### DIRECTIONS
Reproduce exactly the span of lines that opens with the line containing "Query: green bush by path" and closes with the last line of the entries below.

::: RECORD EXCERPTS :::

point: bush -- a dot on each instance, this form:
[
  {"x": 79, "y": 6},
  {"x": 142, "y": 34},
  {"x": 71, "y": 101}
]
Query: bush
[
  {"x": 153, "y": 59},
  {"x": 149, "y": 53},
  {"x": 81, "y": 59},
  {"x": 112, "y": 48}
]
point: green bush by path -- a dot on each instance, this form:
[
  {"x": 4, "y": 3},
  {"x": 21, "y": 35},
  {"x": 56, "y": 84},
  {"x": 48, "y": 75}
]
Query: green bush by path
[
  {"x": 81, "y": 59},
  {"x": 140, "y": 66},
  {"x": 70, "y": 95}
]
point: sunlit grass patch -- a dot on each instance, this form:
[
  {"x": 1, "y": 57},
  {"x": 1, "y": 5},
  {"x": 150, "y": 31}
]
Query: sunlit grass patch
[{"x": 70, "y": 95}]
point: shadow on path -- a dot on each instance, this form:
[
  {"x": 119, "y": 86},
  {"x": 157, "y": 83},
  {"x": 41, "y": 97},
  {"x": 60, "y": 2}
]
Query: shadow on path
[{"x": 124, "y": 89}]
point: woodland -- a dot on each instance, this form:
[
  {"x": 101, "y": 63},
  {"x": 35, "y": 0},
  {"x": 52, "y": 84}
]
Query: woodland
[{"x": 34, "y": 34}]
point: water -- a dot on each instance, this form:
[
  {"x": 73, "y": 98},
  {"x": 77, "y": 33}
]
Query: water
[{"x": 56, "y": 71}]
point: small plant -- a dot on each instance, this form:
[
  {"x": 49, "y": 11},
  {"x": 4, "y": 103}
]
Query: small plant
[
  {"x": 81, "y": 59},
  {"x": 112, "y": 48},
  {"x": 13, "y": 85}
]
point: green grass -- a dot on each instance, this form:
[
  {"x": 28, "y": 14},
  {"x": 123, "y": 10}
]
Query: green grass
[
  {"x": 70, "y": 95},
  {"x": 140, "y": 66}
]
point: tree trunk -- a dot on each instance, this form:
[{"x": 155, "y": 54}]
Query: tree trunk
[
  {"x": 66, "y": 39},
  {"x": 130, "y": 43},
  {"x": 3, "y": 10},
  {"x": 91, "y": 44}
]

:::

### RESPONSE TO THE EXERCISE
Query: green bush by path
[
  {"x": 81, "y": 59},
  {"x": 140, "y": 66},
  {"x": 70, "y": 95}
]
point: sunlit grass patch -- a dot on each instance, this form:
[
  {"x": 1, "y": 57},
  {"x": 1, "y": 5},
  {"x": 150, "y": 31}
]
Query: sunlit grass patch
[{"x": 70, "y": 95}]
point: shadow on path -- a dot on each instance, this form:
[
  {"x": 119, "y": 86},
  {"x": 157, "y": 83},
  {"x": 41, "y": 97},
  {"x": 60, "y": 2}
]
Query: shadow on path
[{"x": 124, "y": 89}]
point: woodland -- a dot on each instance, this form:
[
  {"x": 101, "y": 63},
  {"x": 35, "y": 0},
  {"x": 52, "y": 84}
]
Query: woodland
[{"x": 34, "y": 34}]
point: water -- a dot on each instance, this form:
[
  {"x": 73, "y": 98},
  {"x": 77, "y": 33}
]
Query: water
[{"x": 56, "y": 71}]
point: small plant -- a dot on each instance, this form:
[
  {"x": 49, "y": 11},
  {"x": 4, "y": 103}
]
Query: small plant
[
  {"x": 81, "y": 59},
  {"x": 112, "y": 48},
  {"x": 13, "y": 85}
]
point: green grass -- a dot on each instance, this form:
[
  {"x": 28, "y": 14},
  {"x": 123, "y": 10}
]
Query: green grass
[
  {"x": 70, "y": 95},
  {"x": 140, "y": 66}
]
point: tree trunk -- a dot on each instance, this form:
[{"x": 155, "y": 54}]
Query: tree trunk
[
  {"x": 66, "y": 39},
  {"x": 130, "y": 43},
  {"x": 3, "y": 10},
  {"x": 91, "y": 44}
]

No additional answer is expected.